Extracted records:
=== Begin Enclosure ===
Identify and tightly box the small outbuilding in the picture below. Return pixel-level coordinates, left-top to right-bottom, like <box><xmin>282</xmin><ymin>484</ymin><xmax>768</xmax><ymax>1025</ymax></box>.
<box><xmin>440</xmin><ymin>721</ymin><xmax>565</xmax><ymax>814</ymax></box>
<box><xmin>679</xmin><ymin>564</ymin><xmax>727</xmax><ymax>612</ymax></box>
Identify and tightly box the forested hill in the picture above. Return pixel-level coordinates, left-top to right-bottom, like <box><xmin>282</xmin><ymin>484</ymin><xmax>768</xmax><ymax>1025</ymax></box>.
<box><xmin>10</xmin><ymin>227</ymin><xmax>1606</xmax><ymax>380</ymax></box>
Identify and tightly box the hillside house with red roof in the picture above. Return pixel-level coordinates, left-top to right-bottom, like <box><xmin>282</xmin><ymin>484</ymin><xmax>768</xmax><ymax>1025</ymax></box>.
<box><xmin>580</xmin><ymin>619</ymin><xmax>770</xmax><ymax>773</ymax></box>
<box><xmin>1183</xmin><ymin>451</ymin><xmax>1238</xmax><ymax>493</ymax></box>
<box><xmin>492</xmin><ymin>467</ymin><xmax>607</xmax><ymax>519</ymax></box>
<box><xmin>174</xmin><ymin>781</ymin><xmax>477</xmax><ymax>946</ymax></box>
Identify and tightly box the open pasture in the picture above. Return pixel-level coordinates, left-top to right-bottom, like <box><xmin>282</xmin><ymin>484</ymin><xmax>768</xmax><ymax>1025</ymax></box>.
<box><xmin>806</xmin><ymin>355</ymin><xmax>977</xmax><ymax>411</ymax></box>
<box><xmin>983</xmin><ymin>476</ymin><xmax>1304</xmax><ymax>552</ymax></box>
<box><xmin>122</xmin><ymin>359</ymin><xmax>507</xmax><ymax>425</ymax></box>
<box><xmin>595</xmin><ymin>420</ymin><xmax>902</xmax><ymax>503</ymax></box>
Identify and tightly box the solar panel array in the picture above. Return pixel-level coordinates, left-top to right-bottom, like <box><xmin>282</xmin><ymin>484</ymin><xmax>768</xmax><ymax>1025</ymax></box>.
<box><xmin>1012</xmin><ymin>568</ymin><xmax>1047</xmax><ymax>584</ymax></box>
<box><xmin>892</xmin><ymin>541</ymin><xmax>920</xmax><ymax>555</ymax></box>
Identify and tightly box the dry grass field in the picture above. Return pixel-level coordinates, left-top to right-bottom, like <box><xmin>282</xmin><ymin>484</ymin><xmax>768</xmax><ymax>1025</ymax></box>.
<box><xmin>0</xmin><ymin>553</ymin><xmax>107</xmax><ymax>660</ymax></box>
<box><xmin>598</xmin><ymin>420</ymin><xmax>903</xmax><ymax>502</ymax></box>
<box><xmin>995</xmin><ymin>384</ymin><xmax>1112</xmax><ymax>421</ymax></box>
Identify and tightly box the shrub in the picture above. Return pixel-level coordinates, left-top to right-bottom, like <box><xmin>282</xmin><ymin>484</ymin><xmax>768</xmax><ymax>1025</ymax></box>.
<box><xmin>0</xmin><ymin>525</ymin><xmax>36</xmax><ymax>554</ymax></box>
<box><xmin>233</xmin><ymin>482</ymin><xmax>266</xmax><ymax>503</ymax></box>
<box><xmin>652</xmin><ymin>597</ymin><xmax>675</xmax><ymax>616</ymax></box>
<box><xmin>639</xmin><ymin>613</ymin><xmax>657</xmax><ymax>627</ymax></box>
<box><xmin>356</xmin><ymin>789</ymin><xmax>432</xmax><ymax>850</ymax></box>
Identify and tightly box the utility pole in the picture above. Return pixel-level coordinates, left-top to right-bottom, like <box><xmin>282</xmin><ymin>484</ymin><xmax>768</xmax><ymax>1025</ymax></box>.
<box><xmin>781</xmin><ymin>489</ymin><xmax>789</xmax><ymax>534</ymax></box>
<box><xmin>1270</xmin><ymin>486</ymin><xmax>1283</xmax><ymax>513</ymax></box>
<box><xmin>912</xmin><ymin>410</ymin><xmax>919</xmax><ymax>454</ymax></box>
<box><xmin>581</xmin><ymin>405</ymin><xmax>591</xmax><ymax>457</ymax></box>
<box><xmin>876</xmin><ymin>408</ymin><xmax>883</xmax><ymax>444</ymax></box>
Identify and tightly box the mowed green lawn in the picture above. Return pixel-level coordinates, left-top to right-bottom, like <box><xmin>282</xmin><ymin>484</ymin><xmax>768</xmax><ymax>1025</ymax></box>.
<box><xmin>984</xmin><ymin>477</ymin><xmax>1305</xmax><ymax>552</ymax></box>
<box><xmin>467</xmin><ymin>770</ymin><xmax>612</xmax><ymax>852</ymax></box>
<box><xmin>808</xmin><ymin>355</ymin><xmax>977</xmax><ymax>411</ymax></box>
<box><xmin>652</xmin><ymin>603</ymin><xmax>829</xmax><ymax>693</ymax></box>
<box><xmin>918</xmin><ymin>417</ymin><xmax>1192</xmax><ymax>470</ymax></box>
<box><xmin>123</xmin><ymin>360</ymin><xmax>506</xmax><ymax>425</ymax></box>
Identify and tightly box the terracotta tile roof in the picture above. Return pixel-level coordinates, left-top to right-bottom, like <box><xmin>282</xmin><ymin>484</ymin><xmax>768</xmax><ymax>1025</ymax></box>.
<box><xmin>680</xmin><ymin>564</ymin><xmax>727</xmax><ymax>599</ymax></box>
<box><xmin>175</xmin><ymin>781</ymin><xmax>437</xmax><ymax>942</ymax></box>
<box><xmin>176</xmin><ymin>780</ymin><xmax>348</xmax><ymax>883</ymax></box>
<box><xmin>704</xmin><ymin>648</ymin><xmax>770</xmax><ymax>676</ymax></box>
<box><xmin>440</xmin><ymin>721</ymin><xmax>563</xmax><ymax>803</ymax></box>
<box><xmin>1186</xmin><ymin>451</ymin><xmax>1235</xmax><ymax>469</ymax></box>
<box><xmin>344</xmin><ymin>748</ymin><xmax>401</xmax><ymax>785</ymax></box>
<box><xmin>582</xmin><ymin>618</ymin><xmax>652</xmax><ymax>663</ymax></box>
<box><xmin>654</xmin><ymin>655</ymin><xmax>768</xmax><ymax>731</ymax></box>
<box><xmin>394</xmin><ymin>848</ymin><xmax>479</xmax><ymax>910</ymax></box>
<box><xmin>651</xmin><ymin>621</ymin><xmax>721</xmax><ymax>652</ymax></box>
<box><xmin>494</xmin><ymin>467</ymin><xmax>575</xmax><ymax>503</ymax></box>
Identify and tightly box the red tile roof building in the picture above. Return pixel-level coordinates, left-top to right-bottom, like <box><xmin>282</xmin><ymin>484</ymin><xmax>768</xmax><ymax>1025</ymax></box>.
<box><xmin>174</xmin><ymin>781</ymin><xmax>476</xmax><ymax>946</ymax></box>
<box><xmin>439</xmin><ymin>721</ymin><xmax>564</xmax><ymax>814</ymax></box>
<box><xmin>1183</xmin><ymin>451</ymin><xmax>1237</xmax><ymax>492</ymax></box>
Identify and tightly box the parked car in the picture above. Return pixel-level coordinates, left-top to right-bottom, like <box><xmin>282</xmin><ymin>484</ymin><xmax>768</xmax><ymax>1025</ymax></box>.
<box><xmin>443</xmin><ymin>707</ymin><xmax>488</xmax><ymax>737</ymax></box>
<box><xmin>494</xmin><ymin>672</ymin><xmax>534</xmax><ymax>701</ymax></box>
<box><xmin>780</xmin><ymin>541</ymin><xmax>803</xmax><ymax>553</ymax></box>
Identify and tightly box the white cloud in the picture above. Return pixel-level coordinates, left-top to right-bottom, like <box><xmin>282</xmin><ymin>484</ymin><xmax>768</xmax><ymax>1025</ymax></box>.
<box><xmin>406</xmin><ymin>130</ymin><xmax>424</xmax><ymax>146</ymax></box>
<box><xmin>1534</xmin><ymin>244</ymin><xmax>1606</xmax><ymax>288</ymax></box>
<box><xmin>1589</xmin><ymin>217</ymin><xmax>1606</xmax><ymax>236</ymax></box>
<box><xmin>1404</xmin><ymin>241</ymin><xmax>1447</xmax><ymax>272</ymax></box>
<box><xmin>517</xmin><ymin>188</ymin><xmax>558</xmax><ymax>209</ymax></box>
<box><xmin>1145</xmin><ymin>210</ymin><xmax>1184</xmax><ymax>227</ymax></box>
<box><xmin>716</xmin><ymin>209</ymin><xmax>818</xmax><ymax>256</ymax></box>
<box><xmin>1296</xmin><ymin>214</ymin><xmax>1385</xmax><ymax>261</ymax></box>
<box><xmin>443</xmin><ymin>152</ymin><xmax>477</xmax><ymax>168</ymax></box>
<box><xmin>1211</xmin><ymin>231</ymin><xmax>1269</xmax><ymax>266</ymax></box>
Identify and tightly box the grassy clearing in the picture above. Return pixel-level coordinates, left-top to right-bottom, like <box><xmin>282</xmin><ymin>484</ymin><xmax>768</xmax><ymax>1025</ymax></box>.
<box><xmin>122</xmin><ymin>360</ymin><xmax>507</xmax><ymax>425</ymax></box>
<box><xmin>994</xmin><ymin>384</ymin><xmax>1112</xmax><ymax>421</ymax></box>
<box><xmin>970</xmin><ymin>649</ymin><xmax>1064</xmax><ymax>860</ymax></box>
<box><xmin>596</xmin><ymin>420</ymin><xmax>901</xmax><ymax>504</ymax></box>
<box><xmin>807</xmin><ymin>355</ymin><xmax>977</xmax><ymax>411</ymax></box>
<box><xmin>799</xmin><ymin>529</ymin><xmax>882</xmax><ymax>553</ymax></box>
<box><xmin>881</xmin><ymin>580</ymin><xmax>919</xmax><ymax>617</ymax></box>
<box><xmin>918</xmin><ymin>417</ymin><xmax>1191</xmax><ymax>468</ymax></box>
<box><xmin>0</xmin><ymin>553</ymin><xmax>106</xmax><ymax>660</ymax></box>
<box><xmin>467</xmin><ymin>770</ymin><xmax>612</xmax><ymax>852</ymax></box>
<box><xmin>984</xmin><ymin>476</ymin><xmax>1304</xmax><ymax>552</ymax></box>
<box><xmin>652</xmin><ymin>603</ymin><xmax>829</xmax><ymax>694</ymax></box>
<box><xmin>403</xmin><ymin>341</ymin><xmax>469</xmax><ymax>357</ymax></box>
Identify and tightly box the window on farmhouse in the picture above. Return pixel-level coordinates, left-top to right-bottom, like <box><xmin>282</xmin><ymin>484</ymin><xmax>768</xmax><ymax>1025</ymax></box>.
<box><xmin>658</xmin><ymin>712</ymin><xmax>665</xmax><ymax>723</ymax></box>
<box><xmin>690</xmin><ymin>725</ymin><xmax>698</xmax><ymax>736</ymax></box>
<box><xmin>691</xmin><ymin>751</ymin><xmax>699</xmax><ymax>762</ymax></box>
=== End Enclosure ===
The problem:
The result should be the lines from the line with "Identify and tightly box the window" to the last line of the material, returned exactly and without any other line.

Solution to the problem:
Identify and tightly box the window on farmhouse in the picture above. Return pixel-level coordinates, left-top to right-bottom, like <box><xmin>282</xmin><ymin>484</ymin><xmax>768</xmax><ymax>1025</ymax></box>.
<box><xmin>658</xmin><ymin>712</ymin><xmax>665</xmax><ymax>723</ymax></box>
<box><xmin>690</xmin><ymin>725</ymin><xmax>698</xmax><ymax>736</ymax></box>
<box><xmin>691</xmin><ymin>751</ymin><xmax>699</xmax><ymax>762</ymax></box>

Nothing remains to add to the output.